PDF to Text extractor in nodejs without OS dependencies

PDF to Text extractor in nodejs without OS dependencies - node.js

Is there a way to extract text from PDFs in nodejs without any OS dependencies (like pdf2text, or xpdf on windows)? I wasn't able to find any 'native' pdf packages in nodejs. They always are a wrapper/util on top of an existing OS command.
Thanks

Have you checked PDF2Json? It is built on top of PDF.js. Though it is not providing the text output as a single line but I believe you may just reconstruct the final text based on the generated Json output:
'Texts': an array of text blocks with position, actual text and styling informations:
'x' and 'y': relative coordinates for positioning
'clr': a color index in color dictionary, same 'clr' field as in 'Fill' object. If a color can be found in color dictionary, 'oc' field will be added to the field as 'original color" value.
'A': text alignment, including:
left
center
right
'R': an array of text run, each text run object has two main fields:
'T': actual text
'S': style index from style dictionary. More info about 'Style Dictionary' can be found at 'Dictionary Reference' section

After some work, I finally got a reliable function for reading text from PDF using https://github.com/mozilla/pdfjs-dist
To get this to work, first npm install on the command line:
npm i pdfjs-dist
Then create a file with this code (I named the file "pdfExport.js" in this example):
const pdfjsLib = require("pdfjs-dist");
async function GetTextFromPDF(path) {
let doc = await pdfjsLib.getDocument(path).promise;
let page1 = await doc.getPage(1);
let content = await page1.getTextContent();
let strings = content.items.map(function(item) {
return item.str;
});
return strings;
}
module.exports = { GetTextFromPDF }
Then it can simply be used in any other js file you have like so:
const pdfExport = require('./pdfExport');
pdfExport.GetTextFromPDF('./sample.pdf').then(data => console.log(data));

Thought I'd chime in here for anyone who came across this question in the future.

Work instructions: Print the forum thread on extracting text from PDFs in Node.js word for word, from its title line through its final sentence.

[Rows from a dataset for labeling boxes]
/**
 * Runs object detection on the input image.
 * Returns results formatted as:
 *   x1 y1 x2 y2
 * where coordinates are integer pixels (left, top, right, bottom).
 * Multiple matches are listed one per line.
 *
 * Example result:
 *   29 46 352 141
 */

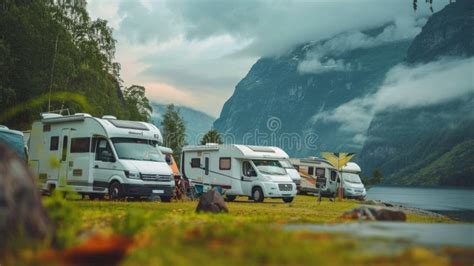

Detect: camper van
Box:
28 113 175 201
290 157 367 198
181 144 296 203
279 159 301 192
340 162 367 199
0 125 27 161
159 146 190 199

---

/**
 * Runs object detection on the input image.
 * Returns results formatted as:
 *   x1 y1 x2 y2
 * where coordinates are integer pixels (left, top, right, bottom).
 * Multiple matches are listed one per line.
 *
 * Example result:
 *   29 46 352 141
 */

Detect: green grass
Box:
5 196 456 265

Complete output:
PDF to Text extractor in nodejs without OS dependencies

PDF to Text extractor in nodejs without OS dependencies - node.js

Is there a way to extract text from PDFs in nodejs without any OS dependencies (like pdf2text, or xpdf on windows)? I wasn't able to find any 'native' pdf packages in nodejs. They always are a wrapper/util on top of an existing OS command.
Thanks

Have you checked PDF2Json? It is built on top of PDF.js. Though it is not providing the text output as a single line but I believe you may just reconstruct the final text based on the generated Json output:
'Texts': an array of text blocks with position, actual text and styling informations:
'x' and 'y': relative coordinates for positioning
'clr': a color index in color dictionary, same 'clr' field as in 'Fill' object. If a color can be found in color dictionary, 'oc' field will be added to the field as 'original color" value.
'A': text alignment, including:
left
center
right
'R': an array of text run, each text run object has two main fields:
'T': actual text
'S': style index from style dictionary. More info about 'Style Dictionary' can be found at 'Dictionary Reference' section

After some work, I finally got a reliable function for reading text from PDF using https://github.com/mozilla/pdfjs-dist
To get this to work, first npm install on the command line:
npm i pdfjs-dist
Then create a file with this code (I named the file "pdfExport.js" in this example):
const pdfjsLib = require("pdfjs-dist");
async function GetTextFromPDF(path) {
let doc = await pdfjsLib.getDocument(path).promise;
let page1 = await doc.getPage(1);
let content = await page1.getTextContent();
let strings = content.items.map(function(item) {
return item.str;
});
return strings;
}
module.exports = { GetTextFromPDF }
Then it can simply be used in any other js file you have like so:
const pdfExport = require('./pdfExport');
pdfExport.GetTextFromPDF('./sample.pdf').then(data => console.log(data));

Thought I'd chime in here for anyone who came across this question in the future.